> [Excerpted passage]
....................

# pond aerator



## bountyhunter (Apr 28, 2004)

come to the decision I need a pond aerator ,would like the air type . ponds mucky looking, anybody know where to get one at a reasonable price ?? what I see on the net is just way more than my pocket can handle. anybody ever build one?


----------



## [email protected] (Dec 22, 2006)

I think Salmonoid pieced one together. He may be able to offer some insight.

I'm more than capable and qualified to build a system from scratch but IMHO, the purpose built systems are a pretty good value considering the cost of the parts. If you have a building to store the compressor, there are some economy kits that are pretty reasonable considering the parts needed to build a system. They need to be serviced occasionally and the compressor rebuilt every 5 or 6 years so you will want something that parts will be available for. 

Operating cost should be considered as it will exceed the purchase price eventually. 

Weighted airline is a little pricey but is a must from a couple of feet below ground and into the pond IMO. If you need to travel underground for a fair distance, irrigation pipe works well and is cheap, this is a good place to save money.


----------



## Salmonid (Apr 14, 2004)

....................

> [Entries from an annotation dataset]
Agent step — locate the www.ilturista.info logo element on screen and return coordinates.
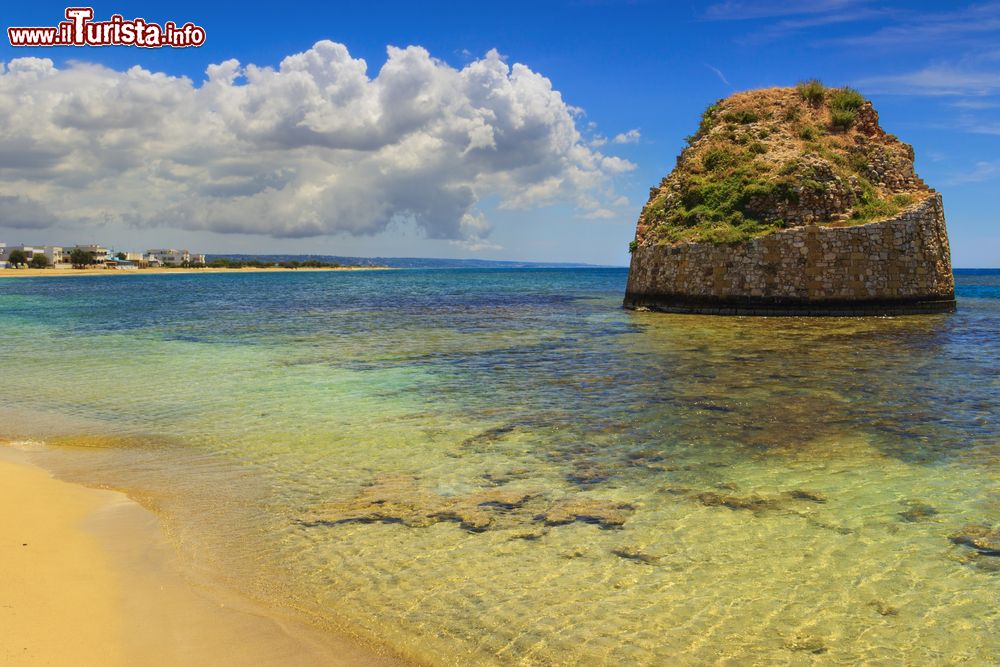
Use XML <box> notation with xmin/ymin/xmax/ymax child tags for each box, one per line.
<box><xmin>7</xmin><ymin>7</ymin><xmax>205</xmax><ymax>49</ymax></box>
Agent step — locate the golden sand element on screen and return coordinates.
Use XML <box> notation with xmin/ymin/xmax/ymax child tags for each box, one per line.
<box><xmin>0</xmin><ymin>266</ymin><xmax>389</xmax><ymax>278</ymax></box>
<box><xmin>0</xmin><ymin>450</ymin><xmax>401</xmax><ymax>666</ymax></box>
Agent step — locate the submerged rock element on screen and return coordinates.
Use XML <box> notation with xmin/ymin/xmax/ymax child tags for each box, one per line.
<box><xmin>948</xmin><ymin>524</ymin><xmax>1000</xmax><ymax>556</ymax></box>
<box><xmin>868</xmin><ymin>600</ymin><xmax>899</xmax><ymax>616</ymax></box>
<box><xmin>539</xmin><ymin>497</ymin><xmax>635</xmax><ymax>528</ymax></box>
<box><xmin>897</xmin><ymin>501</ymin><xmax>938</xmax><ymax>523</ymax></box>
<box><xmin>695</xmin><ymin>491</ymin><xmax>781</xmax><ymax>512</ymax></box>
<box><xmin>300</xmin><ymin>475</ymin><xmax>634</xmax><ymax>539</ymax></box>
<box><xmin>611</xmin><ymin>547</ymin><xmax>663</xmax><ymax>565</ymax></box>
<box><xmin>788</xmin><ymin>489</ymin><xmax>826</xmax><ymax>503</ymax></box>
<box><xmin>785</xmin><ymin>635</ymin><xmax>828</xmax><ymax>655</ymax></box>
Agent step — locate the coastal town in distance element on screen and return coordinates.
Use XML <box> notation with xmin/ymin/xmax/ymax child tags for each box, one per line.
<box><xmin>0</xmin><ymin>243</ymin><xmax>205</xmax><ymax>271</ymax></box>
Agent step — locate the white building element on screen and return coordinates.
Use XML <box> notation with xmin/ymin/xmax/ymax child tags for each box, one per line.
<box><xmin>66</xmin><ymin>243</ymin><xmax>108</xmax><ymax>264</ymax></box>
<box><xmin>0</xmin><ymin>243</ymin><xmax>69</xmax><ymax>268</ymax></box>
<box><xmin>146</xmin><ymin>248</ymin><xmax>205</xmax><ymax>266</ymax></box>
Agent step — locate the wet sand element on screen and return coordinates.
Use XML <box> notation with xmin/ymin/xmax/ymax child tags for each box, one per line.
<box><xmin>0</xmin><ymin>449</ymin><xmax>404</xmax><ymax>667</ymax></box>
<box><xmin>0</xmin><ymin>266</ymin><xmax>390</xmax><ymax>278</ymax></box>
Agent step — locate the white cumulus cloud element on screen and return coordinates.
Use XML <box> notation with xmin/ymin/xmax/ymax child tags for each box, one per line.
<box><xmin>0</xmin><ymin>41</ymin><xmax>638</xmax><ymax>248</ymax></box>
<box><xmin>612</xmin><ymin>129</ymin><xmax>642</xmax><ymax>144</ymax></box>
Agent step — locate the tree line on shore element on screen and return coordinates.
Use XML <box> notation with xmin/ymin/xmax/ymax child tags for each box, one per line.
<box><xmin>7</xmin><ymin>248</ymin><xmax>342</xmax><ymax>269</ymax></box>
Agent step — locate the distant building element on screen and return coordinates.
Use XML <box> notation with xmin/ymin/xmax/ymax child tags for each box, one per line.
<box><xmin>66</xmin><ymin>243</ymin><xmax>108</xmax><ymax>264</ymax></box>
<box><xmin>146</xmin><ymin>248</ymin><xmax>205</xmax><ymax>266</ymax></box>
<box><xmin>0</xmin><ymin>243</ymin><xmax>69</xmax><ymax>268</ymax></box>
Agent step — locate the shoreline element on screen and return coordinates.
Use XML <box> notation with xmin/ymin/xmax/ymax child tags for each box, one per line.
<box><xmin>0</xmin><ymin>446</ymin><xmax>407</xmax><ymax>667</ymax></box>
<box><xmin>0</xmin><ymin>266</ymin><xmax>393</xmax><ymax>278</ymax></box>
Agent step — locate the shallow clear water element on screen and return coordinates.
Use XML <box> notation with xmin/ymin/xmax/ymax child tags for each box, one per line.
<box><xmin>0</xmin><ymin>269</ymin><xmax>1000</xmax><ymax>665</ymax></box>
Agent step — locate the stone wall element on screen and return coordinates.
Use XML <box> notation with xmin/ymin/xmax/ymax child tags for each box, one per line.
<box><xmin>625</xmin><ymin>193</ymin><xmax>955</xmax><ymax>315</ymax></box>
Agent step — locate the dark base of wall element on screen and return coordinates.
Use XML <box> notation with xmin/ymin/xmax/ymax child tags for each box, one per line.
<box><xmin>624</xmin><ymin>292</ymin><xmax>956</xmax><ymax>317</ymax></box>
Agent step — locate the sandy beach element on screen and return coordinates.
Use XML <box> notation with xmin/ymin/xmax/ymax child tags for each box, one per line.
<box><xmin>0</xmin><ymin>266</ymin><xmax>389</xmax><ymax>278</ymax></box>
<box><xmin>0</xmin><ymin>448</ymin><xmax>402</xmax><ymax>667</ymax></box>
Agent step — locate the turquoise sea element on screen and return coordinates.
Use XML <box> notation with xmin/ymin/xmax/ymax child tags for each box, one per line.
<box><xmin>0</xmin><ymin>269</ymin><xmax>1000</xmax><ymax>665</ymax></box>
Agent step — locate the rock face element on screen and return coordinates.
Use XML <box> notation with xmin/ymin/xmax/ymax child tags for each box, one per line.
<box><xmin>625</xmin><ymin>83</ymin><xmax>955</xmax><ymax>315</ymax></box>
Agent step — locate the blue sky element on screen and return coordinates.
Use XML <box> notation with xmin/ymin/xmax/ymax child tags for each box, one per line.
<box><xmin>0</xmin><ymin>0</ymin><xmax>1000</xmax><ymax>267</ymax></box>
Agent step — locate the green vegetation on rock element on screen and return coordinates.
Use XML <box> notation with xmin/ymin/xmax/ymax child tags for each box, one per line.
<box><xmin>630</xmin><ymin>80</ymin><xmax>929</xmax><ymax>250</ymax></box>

....................

Summarize the pond aerator thread in two sentences.

One poster with a mucky-looking pond wants an air-type aerator, finds the prices online too high, and asks where to get one cheaply or whether anyone has built one. A reply argues that purpose-built systems and economy kits are good value given the cost of parts, and notes that operating cost will eventually exceed the purchase price, that the compressor must be rebuilt every 5 or 6 years, that weighted airline is a must near and in the pond, and that cheap irrigation pipe works well for long underground runs.